Task requirements:
I'd like the listing below copied exactly, with the images left out.

------------------------------------------------------------------------

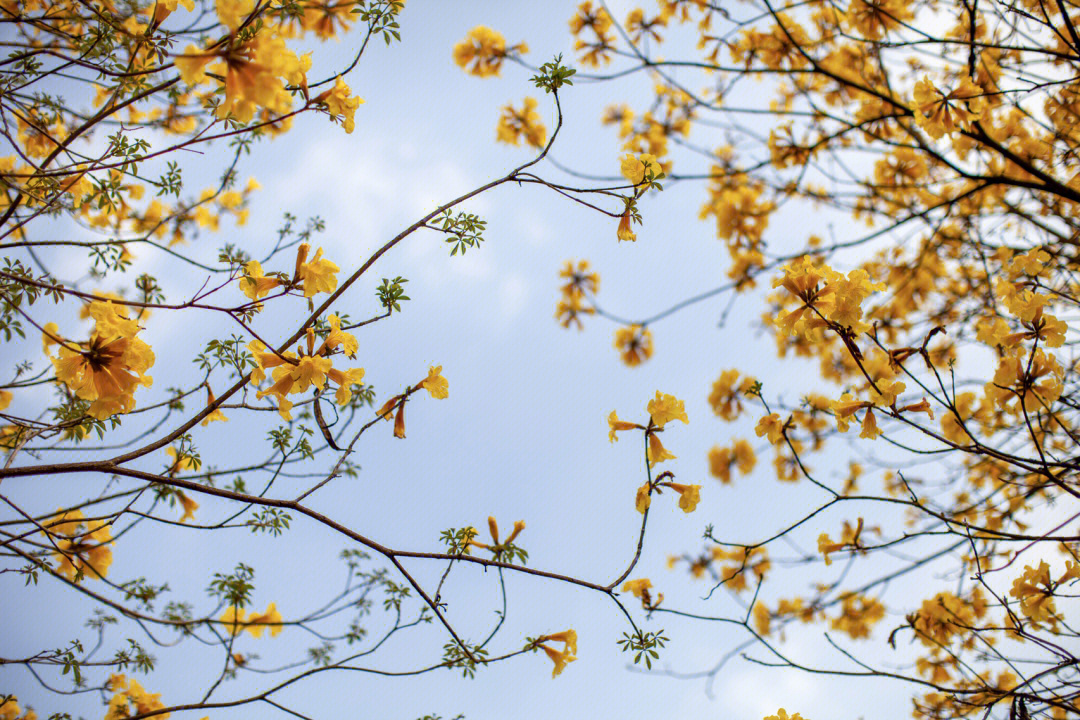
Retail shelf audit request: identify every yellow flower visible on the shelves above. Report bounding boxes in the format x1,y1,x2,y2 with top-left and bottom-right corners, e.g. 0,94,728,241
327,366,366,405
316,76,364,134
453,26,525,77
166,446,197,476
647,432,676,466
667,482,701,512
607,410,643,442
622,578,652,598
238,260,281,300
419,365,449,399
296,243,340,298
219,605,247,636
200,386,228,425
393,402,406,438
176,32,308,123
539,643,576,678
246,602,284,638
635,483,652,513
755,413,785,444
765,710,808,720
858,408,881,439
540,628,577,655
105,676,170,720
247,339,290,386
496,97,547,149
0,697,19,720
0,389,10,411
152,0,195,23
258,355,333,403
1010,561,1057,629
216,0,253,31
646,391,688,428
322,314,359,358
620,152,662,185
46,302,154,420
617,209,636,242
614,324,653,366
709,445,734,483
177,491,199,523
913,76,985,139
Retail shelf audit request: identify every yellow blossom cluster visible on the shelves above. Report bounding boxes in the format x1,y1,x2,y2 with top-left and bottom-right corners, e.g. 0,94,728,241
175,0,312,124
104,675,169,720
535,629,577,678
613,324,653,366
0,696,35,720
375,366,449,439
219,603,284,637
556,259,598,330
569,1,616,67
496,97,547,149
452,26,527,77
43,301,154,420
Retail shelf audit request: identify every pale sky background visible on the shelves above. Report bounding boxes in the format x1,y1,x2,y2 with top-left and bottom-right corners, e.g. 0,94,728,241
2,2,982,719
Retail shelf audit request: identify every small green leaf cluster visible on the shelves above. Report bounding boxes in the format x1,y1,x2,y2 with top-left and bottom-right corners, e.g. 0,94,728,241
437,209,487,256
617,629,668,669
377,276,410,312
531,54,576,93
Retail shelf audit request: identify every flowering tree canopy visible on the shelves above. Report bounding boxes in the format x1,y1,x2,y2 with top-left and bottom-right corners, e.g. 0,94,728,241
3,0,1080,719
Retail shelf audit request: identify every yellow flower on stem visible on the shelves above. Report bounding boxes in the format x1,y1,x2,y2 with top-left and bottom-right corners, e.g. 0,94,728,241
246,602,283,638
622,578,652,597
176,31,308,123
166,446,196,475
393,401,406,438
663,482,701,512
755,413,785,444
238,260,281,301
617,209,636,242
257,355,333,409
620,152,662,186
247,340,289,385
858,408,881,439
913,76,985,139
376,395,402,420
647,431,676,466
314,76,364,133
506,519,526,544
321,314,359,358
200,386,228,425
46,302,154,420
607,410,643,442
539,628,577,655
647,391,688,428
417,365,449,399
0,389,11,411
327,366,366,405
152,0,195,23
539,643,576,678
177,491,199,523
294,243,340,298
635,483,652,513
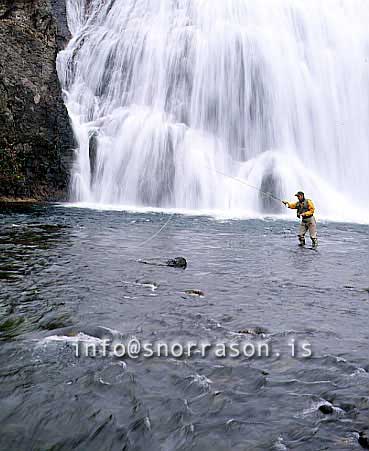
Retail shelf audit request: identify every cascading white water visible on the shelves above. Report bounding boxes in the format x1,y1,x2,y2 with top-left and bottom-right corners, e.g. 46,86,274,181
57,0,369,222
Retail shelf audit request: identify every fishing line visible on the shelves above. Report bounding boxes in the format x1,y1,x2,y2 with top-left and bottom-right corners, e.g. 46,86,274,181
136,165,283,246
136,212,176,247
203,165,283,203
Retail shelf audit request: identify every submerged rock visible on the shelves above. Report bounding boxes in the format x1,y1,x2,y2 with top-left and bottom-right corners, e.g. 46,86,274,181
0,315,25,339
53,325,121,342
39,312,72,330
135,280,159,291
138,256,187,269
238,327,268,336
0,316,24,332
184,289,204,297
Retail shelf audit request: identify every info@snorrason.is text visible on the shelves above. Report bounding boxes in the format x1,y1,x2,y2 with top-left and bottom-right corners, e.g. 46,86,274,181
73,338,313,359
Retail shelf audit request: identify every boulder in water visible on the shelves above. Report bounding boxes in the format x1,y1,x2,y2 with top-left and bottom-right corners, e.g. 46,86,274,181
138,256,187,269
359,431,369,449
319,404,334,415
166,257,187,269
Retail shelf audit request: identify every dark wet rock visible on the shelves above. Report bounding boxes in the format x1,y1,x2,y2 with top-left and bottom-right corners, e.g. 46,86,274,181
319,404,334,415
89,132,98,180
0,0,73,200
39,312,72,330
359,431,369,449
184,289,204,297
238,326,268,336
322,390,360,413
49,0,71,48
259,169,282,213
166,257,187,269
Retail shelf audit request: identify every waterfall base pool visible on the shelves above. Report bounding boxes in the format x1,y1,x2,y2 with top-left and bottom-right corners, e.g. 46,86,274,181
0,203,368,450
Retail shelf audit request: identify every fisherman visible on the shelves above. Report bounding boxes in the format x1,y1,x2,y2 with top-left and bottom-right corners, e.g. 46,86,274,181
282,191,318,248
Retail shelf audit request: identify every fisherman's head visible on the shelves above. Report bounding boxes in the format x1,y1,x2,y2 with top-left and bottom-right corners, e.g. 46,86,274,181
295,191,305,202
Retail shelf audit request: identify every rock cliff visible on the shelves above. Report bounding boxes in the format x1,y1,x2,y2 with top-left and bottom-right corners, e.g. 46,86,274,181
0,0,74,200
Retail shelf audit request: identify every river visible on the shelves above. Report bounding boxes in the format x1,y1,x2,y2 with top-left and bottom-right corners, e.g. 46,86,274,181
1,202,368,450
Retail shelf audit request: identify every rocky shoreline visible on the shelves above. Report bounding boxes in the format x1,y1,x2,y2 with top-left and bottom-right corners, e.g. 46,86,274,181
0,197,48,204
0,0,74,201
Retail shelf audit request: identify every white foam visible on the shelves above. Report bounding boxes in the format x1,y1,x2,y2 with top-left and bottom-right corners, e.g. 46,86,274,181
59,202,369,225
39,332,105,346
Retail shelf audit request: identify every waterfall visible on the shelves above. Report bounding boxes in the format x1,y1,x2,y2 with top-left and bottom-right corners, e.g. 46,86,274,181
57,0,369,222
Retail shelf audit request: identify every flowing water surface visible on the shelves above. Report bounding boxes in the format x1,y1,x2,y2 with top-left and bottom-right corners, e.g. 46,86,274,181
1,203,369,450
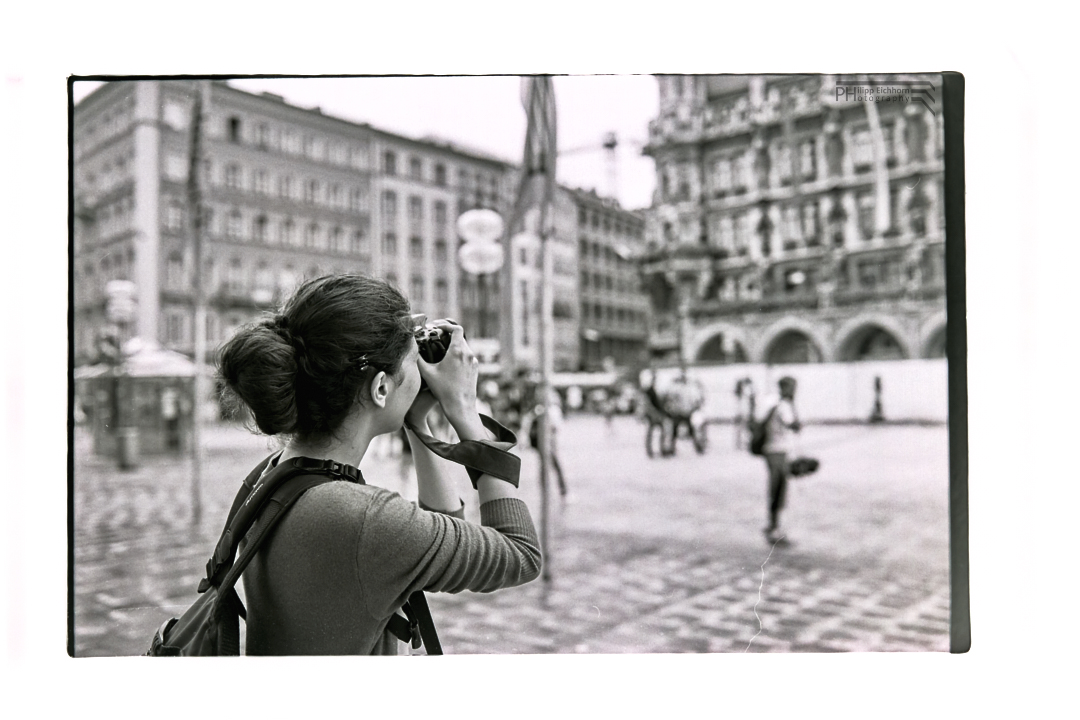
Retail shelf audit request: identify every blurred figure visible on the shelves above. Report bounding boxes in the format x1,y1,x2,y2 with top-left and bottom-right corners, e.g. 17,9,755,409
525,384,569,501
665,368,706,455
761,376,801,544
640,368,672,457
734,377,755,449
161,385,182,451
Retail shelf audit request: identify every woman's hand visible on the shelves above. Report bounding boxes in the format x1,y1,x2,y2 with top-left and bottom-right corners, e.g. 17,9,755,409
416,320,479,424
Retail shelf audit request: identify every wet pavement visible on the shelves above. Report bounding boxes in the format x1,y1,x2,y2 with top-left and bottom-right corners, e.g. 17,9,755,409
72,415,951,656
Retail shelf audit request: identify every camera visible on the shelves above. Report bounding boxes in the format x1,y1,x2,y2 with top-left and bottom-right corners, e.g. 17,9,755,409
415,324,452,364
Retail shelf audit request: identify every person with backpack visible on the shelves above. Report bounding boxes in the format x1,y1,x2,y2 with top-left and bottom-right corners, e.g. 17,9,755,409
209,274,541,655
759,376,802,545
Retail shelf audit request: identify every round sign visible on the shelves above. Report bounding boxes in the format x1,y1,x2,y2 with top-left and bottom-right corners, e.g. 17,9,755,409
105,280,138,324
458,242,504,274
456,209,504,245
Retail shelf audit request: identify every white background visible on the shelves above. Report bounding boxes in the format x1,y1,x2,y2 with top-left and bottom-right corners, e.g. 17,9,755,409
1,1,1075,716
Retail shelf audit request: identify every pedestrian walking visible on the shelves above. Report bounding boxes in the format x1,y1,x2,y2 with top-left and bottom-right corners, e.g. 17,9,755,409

------------------------------------------------------------------------

Exercise result:
Retail shelf audit request: identify every yellow flower visible on the shelves above. Report bounding boxes in the format x1,y1,x2,y2 with top-left and bottom-right corners, e.g. 0,94,728,241
327,366,366,405
316,76,364,134
453,26,525,77
166,446,197,476
647,432,676,466
667,482,701,512
607,410,643,442
622,578,652,598
238,260,281,300
419,365,449,399
296,243,340,298
219,605,247,636
200,386,228,425
393,402,406,438
176,32,308,123
539,643,576,678
246,602,284,638
635,483,652,513
755,413,785,444
765,710,808,720
858,408,881,439
540,628,577,655
105,676,170,720
247,339,290,386
496,97,547,149
0,697,19,720
0,389,10,411
152,0,195,23
258,355,333,403
1010,561,1057,629
216,0,253,31
646,391,688,428
322,314,359,358
620,152,662,185
46,302,154,420
617,209,636,242
614,324,653,366
709,445,734,483
177,491,199,523
913,76,985,139
Retail shelf audit request: identify every yellow blossom cluster visible on the shelves above. Report bounding boxes in the format x1,y1,x2,y2 with top-left and bottom-right corners, e.g. 0,94,728,241
175,0,312,124
104,675,169,720
535,629,577,678
613,324,653,366
0,696,35,720
375,366,449,439
219,603,284,637
556,259,598,330
569,1,616,67
496,97,547,149
452,26,527,77
43,301,154,420
Retail shelf audit request: identify every pale sky background visible on the shelves above. Report bounding boxes in the format x1,y1,x2,y2 with top-left and bottom-right corners, e.g. 0,94,728,241
2,2,982,719
Retail shelf audit request: identify every small green leaf cluster visible on the shelves above. Report bounding boxes in the format x1,y1,x2,y2 with top-left and bottom-right corners, e.g. 0,94,728,241
437,209,487,256
617,629,668,669
377,276,410,312
531,54,576,93
Retail shelf audit request: identify every flowering tree canopy visible on the shelves above. Report bounding boxes in the format x1,y1,x2,y2 with top-left and bottom-right corners, e.g. 0,94,728,241
3,0,1080,719
Retail shelf audit request: identify every yellow flower on stem visible on the shelves above. Report bounding boxes in the format x1,y1,x2,y2 with top-left and bottom-right corners, e.g. 0,94,728,241
246,602,283,638
622,578,652,597
176,31,308,123
166,446,196,475
393,401,406,438
663,482,701,512
755,413,785,444
238,260,281,301
617,209,636,242
257,355,333,409
620,152,662,186
247,340,289,385
858,408,881,439
913,76,985,139
376,395,402,420
647,431,676,466
314,76,364,133
506,519,526,544
321,314,359,358
200,386,228,425
46,302,154,420
607,410,643,442
539,628,577,655
647,391,688,428
417,365,449,399
0,389,11,411
327,366,366,405
152,0,195,23
539,643,576,678
177,491,199,523
294,243,340,298
635,483,652,513
Retail shelf audit request: identify every cascading white water visible on the shelves above. Report bounding boxes in the format x1,y1,x2,y2 with top-left and bottom-right corners, e.g. 46,86,274,181
57,0,369,222
Retail shelf audit request: identify every fishing line visible on the shelves above. Report bounding boxes in the format x1,y1,x2,y2 with top-left and bottom-right corners, e.g. 46,86,274,181
136,165,283,246
136,212,176,247
203,165,283,203
Retail shelf audit request: identify every submerged rock visible on the shelves above. Report bounding boxes in the format x1,y1,x2,y2 with top-left and bottom-right corners, e.g. 46,86,274,181
0,315,25,339
53,325,121,342
39,312,72,330
135,280,159,291
138,256,187,269
238,327,268,336
0,316,24,332
184,289,204,297
Retail shelf audit request: identify every info@snorrason.is text visible on the shelves above. Report bounding boxes in the format x1,y1,x2,y2 with top-left and bottom-right corners, e.g. 46,86,274,181
73,338,313,359
Retail shelf audit request: identify every boulder in water visible on the shelves above. Report bounding boxes in the format x1,y1,x2,y2 with top-left and bottom-right corners, e.g. 46,86,274,181
138,256,187,269
359,431,369,449
319,404,334,415
166,257,187,269
Retail shelf audit request: identify every dark wet rock visible on the shelves above. Report bounding boxes in the format x1,y1,x2,y2 with top-left and bottom-right corners, e.g. 46,86,274,181
319,404,334,415
89,132,98,180
0,0,73,200
39,312,72,330
359,431,369,449
184,289,204,297
238,326,268,336
322,390,360,413
49,0,71,48
259,169,282,213
166,257,187,269
Retail shelf audit request: identify every waterfall base pool visible on the shelves above. Report bounding boxes in the format x1,y1,x2,y2 with top-left and bottom-right corners, e.g. 46,86,274,181
0,203,368,450
Retail shelf audit request: identify every fisherman visible on the shelves above. Report bounding boxes in the format x1,y1,x2,y2 with top-left and bottom-right corners, e.g. 46,86,274,181
282,191,318,248
Retail shelf audit request: identify every fisherman's head visible on the shelves above. Report bounding boxes in the format x1,y1,x2,y2 with top-left and bottom-right corners, e.g. 46,86,274,181
295,191,305,202
Retail shelf audit request: identify every rock cliff visible on the shelves above. Report bounding boxes in the format x1,y1,x2,y2 with top-left and bottom-right corners, e.g. 46,86,274,181
0,0,74,200
Retail shelf audit request: identify every river visible on the shelves above. Report bounding boxes in the format x1,y1,x2,y2 with top-left and bottom-right corners, e.g. 46,86,274,181
1,202,368,450
Retail shelf audit request: identify every rocky shoreline visible on the shelves above. Report bounding boxes in the format x1,y1,x2,y2 with top-left and bottom-right corners, e.g. 46,86,274,181
0,197,48,204
0,0,74,201
Retail shelf audit request: identify every white foam visible on the shelves above. Report bounding boxes in the format x1,y1,x2,y2 with top-left and bottom-right corners, e.g. 46,86,274,181
59,202,369,225
39,332,105,346
Retail shelf audit request: identify every waterfall visible on the shelves above. Report bounding boxes in the format x1,y1,x2,y2 with top-left and bottom-right corners, e.g. 46,86,274,181
57,0,369,222
Retail shelf audit request: identify every flowing water surface visible on the shelves above. Report bounding boxes in the format x1,y1,x2,y2 with top-left and bottom-right corners, e.g. 46,86,274,181
1,203,369,450
Retail shelf audit request: identify every blurred figure visible on the shelves above. Report bounding boxes in the format x1,y1,x2,y2 with top-left and bottom-right corners, e.g. 17,9,755,409
525,384,569,501
665,368,706,455
761,376,801,544
640,368,672,457
734,377,755,449
161,385,182,451
Retail shelf audit request: identify every woman's hand visible on the shelves above. Report bounding boxes in the format x1,y1,x2,y2 with top-left and bottom-right corners, e.g. 17,9,755,409
416,320,479,424
Retail shelf audit request: identify every wet pavement visible on the shelves above. Report bounding boxes in the format x1,y1,x2,y2 with top-left and bottom-right corners, e.g. 17,9,755,409
72,415,951,656
Retail shelf audit request: identify every camera visible on the shelves above. Report bounding boxes in the format x1,y1,x2,y2 with top-left and bottom-right corners, e.g. 17,9,755,409
415,324,452,364
Retail shelf audit request: identify every person with backpack visible on the shelves above. Report bounding boxes in the format x1,y1,x2,y2 with top-left and bottom-right corners, e.g. 17,9,755,409
209,274,541,655
759,376,802,545
Retail shelf audit request: identify every round sign visible on the shelves above. Report bounding boxes in the format x1,y1,x2,y2 with top-left and bottom-right corners, e.g. 17,9,755,409
105,280,138,324
458,242,504,274
456,209,504,245
Retail shelf audit request: identify every white background visible on the shelves above. Report bounding boxes in the format x1,y1,x2,y2 with top-left and bottom-right corners, e.g. 17,9,755,409
1,1,1075,716
Retail shelf audit request: identify every pedestrian walking visible on the shelves above. Report bounding boxes in the format x1,y1,x2,y2 with top-left and bottom-right corners, e.g. 17,9,755,409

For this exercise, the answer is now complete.